TEXTAUSZUG
********

Handreichungen

Nachfolgend stellen wir Ihnen einige hilfreiche Tipps für die Erstellung von Handreichungen zur Verfügung.

Formen der Gewalt
Um was geht es eigentlich?

Diskussionen über Gewalt an Schulen, Kindergärten, Horten sind nicht selten emotional aufgeladen. Für eine ruhige und fundierte Diskussion ist deshalb eine Sichtung der wichtigsten Erkenntnisse auf diesem Gebiet von Bedeutung. Was wird unter Gewalt verstanden? Was nun folgt ist keine angenehm zu lesende Aufzählung. Sie ist dennoch hilfreich, um den Begriff „Gewalt“ zu erläutern und ein differenziertes Bild zu geben.

Formen von Gewalt

Körperliche Gewalt
Ohrfeigen, Schläge, Tritte, Stöße, Würgen, Fesseln, Beißen, Angriffe mit Waffen aller Art und/oder mit Gegenständen.

********

GEGEBENE INFORMATIONEN
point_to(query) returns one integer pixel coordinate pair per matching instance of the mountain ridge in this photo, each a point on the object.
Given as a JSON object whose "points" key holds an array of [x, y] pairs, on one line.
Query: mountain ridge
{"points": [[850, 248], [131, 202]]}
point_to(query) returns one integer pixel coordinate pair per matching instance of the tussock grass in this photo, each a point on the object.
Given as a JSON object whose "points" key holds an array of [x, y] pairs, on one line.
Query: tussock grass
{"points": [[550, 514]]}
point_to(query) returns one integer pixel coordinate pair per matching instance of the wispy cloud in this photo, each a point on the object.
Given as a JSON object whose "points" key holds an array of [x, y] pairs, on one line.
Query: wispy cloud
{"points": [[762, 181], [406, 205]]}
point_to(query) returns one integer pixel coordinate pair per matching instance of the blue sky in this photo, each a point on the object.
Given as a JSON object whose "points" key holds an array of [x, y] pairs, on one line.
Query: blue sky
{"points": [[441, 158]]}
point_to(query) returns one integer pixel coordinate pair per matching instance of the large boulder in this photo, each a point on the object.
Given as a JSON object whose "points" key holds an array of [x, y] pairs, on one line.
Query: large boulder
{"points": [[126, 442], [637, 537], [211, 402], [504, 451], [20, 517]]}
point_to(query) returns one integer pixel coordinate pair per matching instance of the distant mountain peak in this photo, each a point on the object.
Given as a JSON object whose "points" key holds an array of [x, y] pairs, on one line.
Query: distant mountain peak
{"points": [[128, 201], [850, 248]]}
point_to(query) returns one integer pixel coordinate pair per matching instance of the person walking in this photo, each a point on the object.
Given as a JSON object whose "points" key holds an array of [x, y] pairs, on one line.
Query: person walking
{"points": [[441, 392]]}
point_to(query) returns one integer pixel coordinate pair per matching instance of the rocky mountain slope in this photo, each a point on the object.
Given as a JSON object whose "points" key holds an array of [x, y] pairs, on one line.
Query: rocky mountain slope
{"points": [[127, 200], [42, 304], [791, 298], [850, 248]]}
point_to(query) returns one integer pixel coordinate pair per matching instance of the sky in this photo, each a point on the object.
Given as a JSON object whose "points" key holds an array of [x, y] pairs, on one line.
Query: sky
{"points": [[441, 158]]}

********

ARBEITSANWEISUNG
Schreiben Sie den Textauszug von "Nachfolgend stellen wir" bis "und/oder mit Gegenständen." neu und setzen Sie dabei "Backpfeifen" an die Stelle von "Ohrfeigen".

VOLLSTÄNDIGE ANTWORT
Nachfolgend stellen wir Ihnen einige hilfreiche Tipps für die Erstellung von Handreichungen zur Verfügung.

Formen der Gewalt
Um was geht es eigentlich?

Diskussionen über Gewalt an Schulen, Kindergärten, Horten sind nicht selten emotional aufgeladen. Für eine ruhige und fundierte Diskussion ist deshalb eine Sichtung der wichtigsten Erkenntnisse auf diesem Gebiet von Bedeutung. Was wird unter Gewalt verstanden? Was nun folgt ist keine angenehm zu lesende Aufzählung. Sie ist dennoch hilfreich, um den Begriff „Gewalt“ zu erläutern und ein differenziertes Bild zu geben.

Formen von Gewalt

Körperliche Gewalt
Backpfeifen, Schläge, Tritte, Stöße, Würgen, Fesseln, Beißen, Angriffe mit Waffen aller Art und/oder mit Gegenständen.